# Vaporesso NRG SE Mini tank



## Carnival (25/12/17)

Hey guys,

I’d just like to know for future reference, from those who have tried this tank and/or have it - would you recommend it and does it give good flavour?


----------



## Nicholas Jones (25/12/17)

It uses the same coils as the Normal NRG tank. I haven't used the mini so can't really Comment on that.
But the coils in the Nrg tank gives awesome flavour, especially the ceramic coil.(25w - 35w) the GT4 coil is also great for Flavour, But I find the GT8 alright for flavour on the first few tanks.. Also the Smok Baby beast Coils fit in the Tanks aswell.

Reactions: Like 1 | Thanks 1


----------



## Carnival (25/12/17)

Thanks a lot for your reply @Nicholas Jones!

Reactions: Like 1


----------



## veecee (25/12/17)

Thx for the thread @Carnival, and the reply @Nicholas Jones.

I have the nrg tank, and my initial impression of flavour was one of awe. Granted I had just graduated from the eGo AIO, so my experience was limited.

Ive been thinking of getting cermic coils for my tank when my current coil is kaput, now I'm almost sold. 

Which ones in particular are you talking about? I wanna make sure I get it right.

Thx

Sent from my HUAWEI VNS-L31 using Tapatalk

Reactions: Thanks 1


----------



## Carnival (25/12/17)

@veecee that’s really great to hear! 

I can’t seem to find the original NRG tank (not the mini) and I’ve looked at a few different vendor websites.  I may be looking in the wrong places, but they only seem to sell it along with the Vaporesso mod as a kit. Definitely keeping an eye on the NRG mini now.


----------



## veecee (25/12/17)

Yeah, got mine with with a revenger tc kit

Sent from my HUAWEI VNS-L31 using Tapatalk


----------



## Nicholas Jones (25/12/17)

@veecee I just get the GT CCell coils. Not sure if there is any other ceramic coils that would fit.

Reactions: Like 1


----------



## veecee (26/12/17)

Thanks, will definitely look out for them

Sent from my HUAWEI VNS-L31 using Tapatalk

Reactions: Like 1


----------

* [Stored data]
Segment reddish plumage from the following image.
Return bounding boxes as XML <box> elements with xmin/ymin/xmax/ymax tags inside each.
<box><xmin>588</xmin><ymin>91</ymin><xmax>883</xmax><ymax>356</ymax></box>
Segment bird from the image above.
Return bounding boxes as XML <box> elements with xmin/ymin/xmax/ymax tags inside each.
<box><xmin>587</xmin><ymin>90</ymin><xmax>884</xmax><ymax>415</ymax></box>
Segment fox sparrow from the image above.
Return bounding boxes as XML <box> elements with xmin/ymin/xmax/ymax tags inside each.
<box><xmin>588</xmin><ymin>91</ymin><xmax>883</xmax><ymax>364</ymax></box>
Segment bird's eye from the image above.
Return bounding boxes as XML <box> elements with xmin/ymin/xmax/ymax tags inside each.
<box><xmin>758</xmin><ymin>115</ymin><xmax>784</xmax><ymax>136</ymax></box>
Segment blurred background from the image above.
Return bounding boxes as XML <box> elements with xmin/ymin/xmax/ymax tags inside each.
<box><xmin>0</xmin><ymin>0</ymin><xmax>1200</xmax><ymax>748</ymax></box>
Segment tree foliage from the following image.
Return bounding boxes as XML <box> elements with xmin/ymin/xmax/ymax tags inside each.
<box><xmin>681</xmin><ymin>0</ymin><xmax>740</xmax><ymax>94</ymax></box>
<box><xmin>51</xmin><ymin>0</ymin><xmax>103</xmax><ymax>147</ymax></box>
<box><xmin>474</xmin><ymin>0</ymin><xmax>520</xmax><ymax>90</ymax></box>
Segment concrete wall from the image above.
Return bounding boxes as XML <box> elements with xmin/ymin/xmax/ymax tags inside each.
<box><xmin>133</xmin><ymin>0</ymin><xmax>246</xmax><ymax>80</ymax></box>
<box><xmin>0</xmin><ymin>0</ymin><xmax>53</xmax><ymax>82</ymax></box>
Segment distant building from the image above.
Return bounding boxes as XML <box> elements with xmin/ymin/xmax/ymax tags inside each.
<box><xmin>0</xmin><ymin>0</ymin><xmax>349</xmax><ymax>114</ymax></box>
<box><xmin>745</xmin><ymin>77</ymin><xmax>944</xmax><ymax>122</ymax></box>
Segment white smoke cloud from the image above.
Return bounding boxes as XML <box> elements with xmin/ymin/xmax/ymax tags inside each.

* [Given exercise]
Print the passage of the NRG tank thread that begins at the words "I have the nrg" and stops after the words "experience was limited.". The lines after the NRG tank thread are separate material with no connection to it.

* [Answer for this exercise]
I have the nrg tank, and my initial impression of flavour was one of awe. Granted I had just graduated from the eGo AIO, so my experience was limited.